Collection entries
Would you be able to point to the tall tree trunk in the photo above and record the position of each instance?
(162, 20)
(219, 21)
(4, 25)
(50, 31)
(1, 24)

● **What is needed**
Write out the entries in full, exactly as given.

● **Solution for this exercise**
Would you be able to point to the tall tree trunk in the photo above and record the position of each instance?
(162, 20)
(219, 21)
(4, 25)
(50, 31)
(1, 24)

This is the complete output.